» What is needed
Give the data a second time, exactly and in full.

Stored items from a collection

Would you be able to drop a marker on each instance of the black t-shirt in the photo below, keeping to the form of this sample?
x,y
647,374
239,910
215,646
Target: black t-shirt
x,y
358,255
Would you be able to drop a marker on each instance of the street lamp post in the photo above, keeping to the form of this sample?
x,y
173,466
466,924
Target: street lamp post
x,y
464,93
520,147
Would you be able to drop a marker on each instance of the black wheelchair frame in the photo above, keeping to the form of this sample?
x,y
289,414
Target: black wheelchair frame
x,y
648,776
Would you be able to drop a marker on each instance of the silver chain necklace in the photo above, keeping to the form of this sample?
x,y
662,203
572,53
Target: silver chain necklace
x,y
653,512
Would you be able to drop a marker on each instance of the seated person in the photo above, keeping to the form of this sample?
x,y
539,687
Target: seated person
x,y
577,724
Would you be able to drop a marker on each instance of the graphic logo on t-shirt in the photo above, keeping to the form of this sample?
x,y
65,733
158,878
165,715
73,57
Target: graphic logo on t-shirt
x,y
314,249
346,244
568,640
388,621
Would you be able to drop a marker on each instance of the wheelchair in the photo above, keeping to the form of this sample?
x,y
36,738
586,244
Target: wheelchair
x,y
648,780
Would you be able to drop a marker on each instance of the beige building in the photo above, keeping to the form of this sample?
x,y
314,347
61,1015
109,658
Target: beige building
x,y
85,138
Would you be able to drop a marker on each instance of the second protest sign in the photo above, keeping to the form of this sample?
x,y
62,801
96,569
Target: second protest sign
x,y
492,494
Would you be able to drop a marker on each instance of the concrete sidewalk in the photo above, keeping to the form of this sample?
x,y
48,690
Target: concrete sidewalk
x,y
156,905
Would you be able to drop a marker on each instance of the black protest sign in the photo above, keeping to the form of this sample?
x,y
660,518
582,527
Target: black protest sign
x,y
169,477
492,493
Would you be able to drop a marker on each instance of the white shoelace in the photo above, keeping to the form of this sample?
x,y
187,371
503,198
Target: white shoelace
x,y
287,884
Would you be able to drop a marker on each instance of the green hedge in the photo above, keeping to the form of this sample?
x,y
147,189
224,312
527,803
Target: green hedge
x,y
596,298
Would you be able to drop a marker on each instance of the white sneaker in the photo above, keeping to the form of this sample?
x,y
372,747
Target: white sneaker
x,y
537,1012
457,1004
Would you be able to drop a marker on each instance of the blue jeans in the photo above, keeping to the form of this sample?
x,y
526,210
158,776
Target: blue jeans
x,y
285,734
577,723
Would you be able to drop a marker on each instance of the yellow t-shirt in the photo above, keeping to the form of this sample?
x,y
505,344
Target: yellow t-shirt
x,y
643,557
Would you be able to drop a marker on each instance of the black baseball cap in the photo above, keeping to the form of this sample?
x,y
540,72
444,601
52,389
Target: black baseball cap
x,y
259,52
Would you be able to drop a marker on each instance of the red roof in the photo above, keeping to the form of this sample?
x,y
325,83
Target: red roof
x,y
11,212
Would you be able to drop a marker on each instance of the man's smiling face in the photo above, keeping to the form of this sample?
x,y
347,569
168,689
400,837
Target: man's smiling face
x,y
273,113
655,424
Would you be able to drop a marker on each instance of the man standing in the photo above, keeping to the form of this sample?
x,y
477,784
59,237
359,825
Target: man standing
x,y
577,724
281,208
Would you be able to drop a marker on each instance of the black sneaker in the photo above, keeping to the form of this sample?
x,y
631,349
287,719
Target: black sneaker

» Response
Would you be able to drop a marker on each instance of the black t-shirt in the photo below, keeping to the form of this sample?
x,y
647,374
239,910
215,646
Target: black t-shirt
x,y
358,255
Would you be able to drop a marker on each instance of the street lamp post in the photo above, keeping to the form of this sample?
x,y
173,466
466,924
Target: street lamp post
x,y
464,93
520,147
Would you be able to drop a marker on each instance of the black wheelchair frame in the photo above, keeping to the form of this sample?
x,y
289,414
Target: black wheelchair frame
x,y
648,776
Would you be able to drop a marker on each instance of the silver chain necklace in the photo above, keeping to the form of this sample?
x,y
662,203
572,53
Target: silver chain necklace
x,y
653,512
Would you be able to drop a marker on each instance of the seated person in the photo above, keeping to the form of this sample?
x,y
539,687
Target: seated person
x,y
577,724
Would you be able to drop a marker on each instance of the graphic logo on t-shirt in the photo above, keeping to the form of this sample?
x,y
65,733
158,878
165,715
73,57
Target: graphic logo on t-shirt
x,y
314,249
346,244
568,640
388,621
Would you be able to drop a marker on each instance of the wheelchair in the photo above, keeping to the form of this sample?
x,y
36,738
586,244
Target: wheelchair
x,y
648,780
Would you be able to drop a marker on each instance of the beige building in the photo above, keeping to the form of this sample?
x,y
314,347
61,1015
109,658
Target: beige building
x,y
85,138
Would you be able to drop a marker on each instance of the second protest sign in the photo above, keeping to the form of this sample?
x,y
62,801
96,569
Target: second protest sign
x,y
492,494
Would you be able to drop a marker on each instance of the concrete sidewalk in the photo above, keeping to the form of this sample?
x,y
48,690
Target: concrete sidewalk
x,y
156,905
Would you be able to drop a marker on each instance of the black protest sign in the photo above, keeping to the form of this sample?
x,y
660,518
582,527
Target: black protest sign
x,y
169,477
492,493
Would you be able to drop a marker on each instance of the white shoelace in the photo above, keeping to the form of this sample?
x,y
187,371
503,198
Target: white shoelace
x,y
287,884
Would you be able to drop a marker on each instance of the green hedge in the photo above, keeping to the form of this sample?
x,y
147,189
224,312
527,803
Target: green hedge
x,y
596,298
Would you be able to drop a marker on each instance of the white sneaker in the photo above, keeping to the form of this sample?
x,y
372,747
Target: white sneaker
x,y
537,1012
457,1004
Would you be able to drop a marker on each instance of the blue jeans in the photo above, keeping to the form of this sample?
x,y
526,210
158,776
Target: blue jeans
x,y
285,734
577,723
Would you be able to drop a marker on each instance of the yellow t-shirt in the photo above, keeping to the form of this sample?
x,y
505,344
Target: yellow t-shirt
x,y
643,557
Would you be able to drop a marker on each instance of the black baseball cap in the photo above, keeping to the form of this sample?
x,y
540,72
444,601
52,389
Target: black baseball cap
x,y
259,52
Would you be able to drop a marker on each instance of the red roof in the photo above, keeping to the form of this sample?
x,y
325,83
Target: red roof
x,y
11,212
Would you be able to drop a marker on each instance of the man's smiling face in the photo above, keeping to the form of this sample?
x,y
347,569
168,689
400,837
Target: man's smiling face
x,y
273,113
655,424
Would you be able to drop a marker on each instance of the man standing in the photo above, keeping to the form of this sample?
x,y
477,784
59,237
359,825
Target: man standing
x,y
577,724
281,208
Would you be able to drop a marker on each instance of the black sneaker in the photo above, keeping to the form of this sample?
x,y
631,349
287,719
Target: black sneaker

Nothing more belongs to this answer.